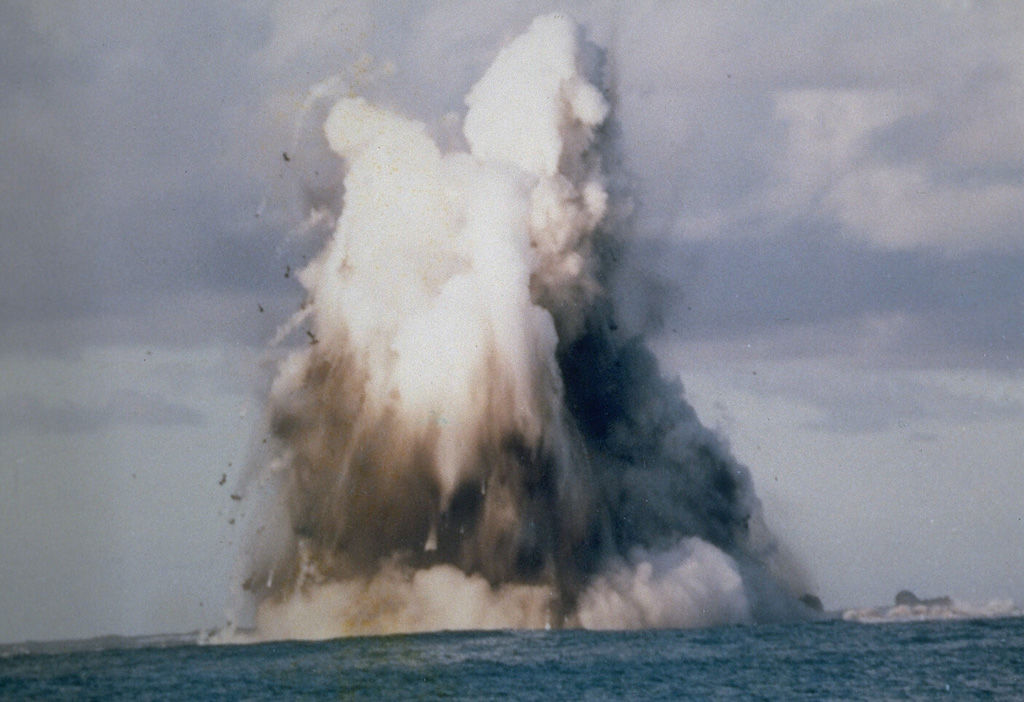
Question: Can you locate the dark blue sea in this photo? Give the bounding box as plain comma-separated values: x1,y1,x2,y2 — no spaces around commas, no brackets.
3,617,1023,700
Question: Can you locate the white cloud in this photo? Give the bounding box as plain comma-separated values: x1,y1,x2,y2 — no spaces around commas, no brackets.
762,88,1024,251
577,2,1024,253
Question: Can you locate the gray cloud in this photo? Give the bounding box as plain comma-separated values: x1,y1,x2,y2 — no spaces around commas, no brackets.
620,231,1024,369
0,389,205,435
1,1,1020,368
0,1,292,347
770,373,1023,435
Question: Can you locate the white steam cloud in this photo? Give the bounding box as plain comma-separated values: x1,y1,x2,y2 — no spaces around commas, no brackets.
234,14,812,641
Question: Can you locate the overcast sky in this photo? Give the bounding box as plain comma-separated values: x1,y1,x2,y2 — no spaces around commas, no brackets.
1,1,1022,643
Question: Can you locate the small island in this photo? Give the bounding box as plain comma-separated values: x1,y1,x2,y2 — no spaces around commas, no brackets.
894,590,953,608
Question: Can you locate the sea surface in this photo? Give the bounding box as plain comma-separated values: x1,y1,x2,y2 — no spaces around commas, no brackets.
2,616,1023,700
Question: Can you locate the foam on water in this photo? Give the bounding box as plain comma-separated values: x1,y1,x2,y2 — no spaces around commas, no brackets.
843,598,1021,624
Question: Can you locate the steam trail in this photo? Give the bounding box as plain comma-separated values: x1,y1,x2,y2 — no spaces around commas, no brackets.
240,14,811,639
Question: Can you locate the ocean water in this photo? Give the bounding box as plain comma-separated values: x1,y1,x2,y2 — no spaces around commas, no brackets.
3,617,1023,700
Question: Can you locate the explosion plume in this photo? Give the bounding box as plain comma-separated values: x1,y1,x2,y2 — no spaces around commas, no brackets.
239,14,810,639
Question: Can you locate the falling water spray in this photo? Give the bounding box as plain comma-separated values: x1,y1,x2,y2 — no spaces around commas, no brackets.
237,14,812,640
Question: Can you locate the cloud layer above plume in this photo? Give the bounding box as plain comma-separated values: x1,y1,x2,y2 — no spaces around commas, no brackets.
2,1,1020,369
1,0,1022,641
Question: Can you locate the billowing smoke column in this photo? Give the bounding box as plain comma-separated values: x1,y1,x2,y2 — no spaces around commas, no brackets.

^^^^^^^^

WORK ITEM. Leave the pictures out, and print every line of the listing exactly as written.

FINAL ANSWER.
Question: Can you locate the dark blue sea in this photo? Give the bounding box as plain comma-separated values: x1,y1,x2,y2 — no spaces around commas, no brackets.
3,617,1023,700
Question: Can you locate the white cloud in this photo? Give the bounding box as plain comma-separated values: x1,y1,x2,y2 — no spaces around commas, no brackets.
762,88,1024,251
577,2,1024,253
Question: Can you locate the gray cloud in this photo? Give the bounding box as plain comma-separated values: x1,y1,x2,y2 — no spaces around commas, no brackets.
620,231,1024,369
0,389,205,435
1,1,1020,368
0,1,292,347
770,373,1023,435
Question: Can you locate the white steam cloud in this photo? Give the bounding box as plain comma-separated values: x1,y1,x2,y2 — no spaces around commas, no brackets.
234,14,812,641
Question: Can you locate the overcast sky in this photo? Give the bounding box as plain comma-separated values: x1,y1,x2,y2 — no spaces around commas, no brackets.
1,1,1022,643
Question: Can you locate the small island in this photo? Give the bounding box as plain comma-separated values: x1,y1,x2,y2 — no spaces around commas, no brackets.
894,590,953,608
Question: Can you locate the sea surface in this photo? Give the bounding box as plain comma-separated values: x1,y1,x2,y2 — no spaces around commas, no brackets.
2,616,1023,700
Question: Can you locate the foam on water in this photo? Give the bounding box as plain comma-separated values: x1,y1,x2,y2 — no spaces around commas, no brackets.
843,598,1021,624
Question: Can you locate the steam trail in this photo? Give the bounding box as plain comma-separated values: x1,y1,x2,y2 — no spaces around commas, no brackets.
240,14,811,639
Question: Can you locate the ocean water in this photo? Give the bounding box as plain comma-separated values: x1,y1,x2,y2 — no spaces around commas, no brackets.
3,617,1023,700
Question: Can you locate the explosion plume in this photo? Give the bounding box as plain comma-separated values: x1,y1,x2,y2 — no spaces around commas, no brackets.
239,14,810,639
Question: Can you locate the falling water spray in this photo? Give the bounding box as plain comma-separated values: x1,y1,x2,y2 — no spaces around commas, no brackets.
237,14,812,640
Question: Can you locate the cloud layer above plume in this photo? Give the bounding box as plain comma-separated values: x1,y1,x2,y2 — no spaces around commas, no brackets.
2,1,1020,369
1,0,1022,641
Question: Can you locate the billowing smoke column in this photo? Give the bounding box as plain comma-separated values: x1,y1,x2,y2 — no spaces around commas, no brackets.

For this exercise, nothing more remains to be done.